= Problem details =
Produce word for word the lines of the data below running from the one that has "of the shirt" to the one that has "of the blue", inclusive, and no others.

= Entries provided =

________________

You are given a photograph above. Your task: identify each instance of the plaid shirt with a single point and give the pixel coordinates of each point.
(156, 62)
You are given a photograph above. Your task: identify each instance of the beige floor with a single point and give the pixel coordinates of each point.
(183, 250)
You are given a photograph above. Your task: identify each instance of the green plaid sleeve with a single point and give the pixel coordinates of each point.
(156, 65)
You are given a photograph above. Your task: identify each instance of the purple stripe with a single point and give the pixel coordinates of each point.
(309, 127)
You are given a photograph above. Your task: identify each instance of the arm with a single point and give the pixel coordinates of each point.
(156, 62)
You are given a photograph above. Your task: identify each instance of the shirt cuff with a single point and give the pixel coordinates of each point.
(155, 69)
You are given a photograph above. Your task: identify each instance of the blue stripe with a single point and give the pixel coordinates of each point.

________________

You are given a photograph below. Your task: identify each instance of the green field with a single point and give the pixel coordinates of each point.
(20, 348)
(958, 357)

________________

= Output for this exercise =
You are given a photograph above. Your task: identify each instance of the shirt cuff with a single point and give the pixel coordinates of each point.
(155, 69)
You are given a photograph above. Your task: identify each instance of the blue stripe with a single point and give the pixel coordinates of each point.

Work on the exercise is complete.